#### [Directions for this task]
Extend the article on warning signs that it is time to leave a restaurant business, starting right after its final sentence.

3) You Have Stopped Planning Ahead
Subconsciously you have lost interest and no longer see a future. You may not even realize it yet yourself, but you have stopped menu planning for the seasons, booking food shows and events, and attending networking events. It all seems like too much. Your staff have noticed(then can smell fear) and are looking to jump ship.
4) You Are Putting Out Financial Fires On The Daily
Your bank account is your personal daily torture. Checks are bouncing, deposits are late, you’re putting off payroll and maybe even rent, thinking you'll catch up on the next big dinner service or holiday. I have bad news: you won't. You have entered the slippery slope of a financial hot mess pit, and unless you get a financial advisor and maybe an investor in- stat- you probably won't recover.
5) You Are Not Yourself and Your Relationships are Suffering
Panic attacks plague your life, you're self medicating with food, alcohol, drugs and nicotine and can't relax. Your friends and partner have noticed, and maybe even expressed concern. You're not enjoying anything in your personal life, even in the things that used to make you happy. When you're with friends, all you can do is obsess over the business, nervously checking your phone every few minutes and only talking about issues at your business, in a desperate attempt to get relief from the burdens on your mind.
So What Now?
You've seen 2 or more of these flags and have decided it's time to get out. Your next step is how will you go about it? Here are some options, depending on your businesses’ state when you decide to leave it.
Option 1: Cash In Your Chips
You have a well loved brand, good location with a great lease and are profitable and relatively debt free. Begin posting in places like business forums and groups, kijiji, and the local rotary club one year before you're ready to go. Sit down with a money coach (we love Judith Cane) and put a number on your business.

#### [The data]
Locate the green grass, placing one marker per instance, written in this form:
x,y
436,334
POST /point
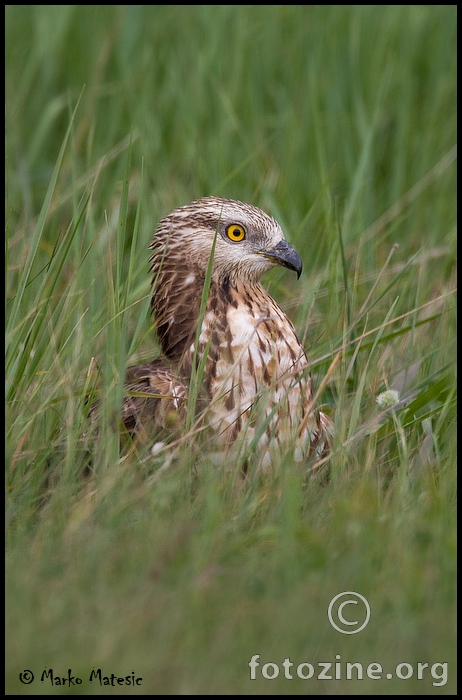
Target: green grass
x,y
340,122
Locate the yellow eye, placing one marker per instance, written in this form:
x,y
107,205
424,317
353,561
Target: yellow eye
x,y
235,233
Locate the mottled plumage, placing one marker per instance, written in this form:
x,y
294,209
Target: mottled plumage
x,y
256,390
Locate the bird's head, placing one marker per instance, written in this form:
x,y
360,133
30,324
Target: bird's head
x,y
248,242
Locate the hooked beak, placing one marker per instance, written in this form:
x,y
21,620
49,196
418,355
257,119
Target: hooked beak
x,y
283,254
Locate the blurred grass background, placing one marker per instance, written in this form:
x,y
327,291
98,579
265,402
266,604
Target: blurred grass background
x,y
340,121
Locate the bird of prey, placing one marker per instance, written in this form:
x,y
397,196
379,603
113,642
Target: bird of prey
x,y
256,394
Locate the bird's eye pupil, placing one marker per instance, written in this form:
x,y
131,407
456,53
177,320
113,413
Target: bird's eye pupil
x,y
235,232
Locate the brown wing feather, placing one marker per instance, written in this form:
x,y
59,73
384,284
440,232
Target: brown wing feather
x,y
164,411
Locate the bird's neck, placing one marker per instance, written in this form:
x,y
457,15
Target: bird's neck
x,y
177,314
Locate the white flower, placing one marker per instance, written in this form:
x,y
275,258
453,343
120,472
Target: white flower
x,y
387,399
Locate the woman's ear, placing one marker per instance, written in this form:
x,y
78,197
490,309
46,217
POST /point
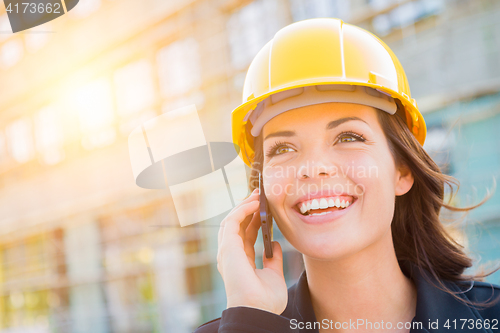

#### [Response to the exercise]
Option 2: Bankruptcy
You're drowning in debts and it's not getting any better. You're behind on rent, late to suppliers, and haven't paid yourself in months. You can protect yourself with a bankruptcy. For this you will need to hire a trustee (we love Collins Barrow on Moodie Drive) who will explain all of your options to you. A good trustee will explain your options thoroughly, and be empathetic. They will also deal with all the collectors, your landlord, and the CRA on your behalf so you can rest and reflect on what you'll do next without having stressful phone calls every day. I'll warn you ahead of time- you will have to sign literally 100 pages with “your name, bankrupt”. It'll make you feel like a piece of garbage. My partner Chris and friend Nat took me for an ice cream after, and I highly recommend it.
Option 3: Go Out Like A Lady
I really wish I'd been insightful enough for this option. Sales have slumped, you're organized and on top of your cash flow and can see you probably won't make it through the year without losing your shirt. You cut short your lease, put a polite public statement of closure on Facebook and liquidate what's left. Onward and upward.
Closing a business is never an easy choice, but it is a sad reality most entrepreneurs will face. Remember it's not the end, it's the beginning of your next adventure. Take time and be kind to yourself, explore your interests and rest. Like grieving a person, be ready to grieve your business. I personally am coming up on 2 years since my closure, and I still cry for my shop and my former staff. It's a daily process of moving through and past it. I find physical activity, journaling, meditation and great therapist will take you far.
As my great auntie Joan repeatedly said to me in her lovely British accent after I closed my shop, “Chin up, dahling.”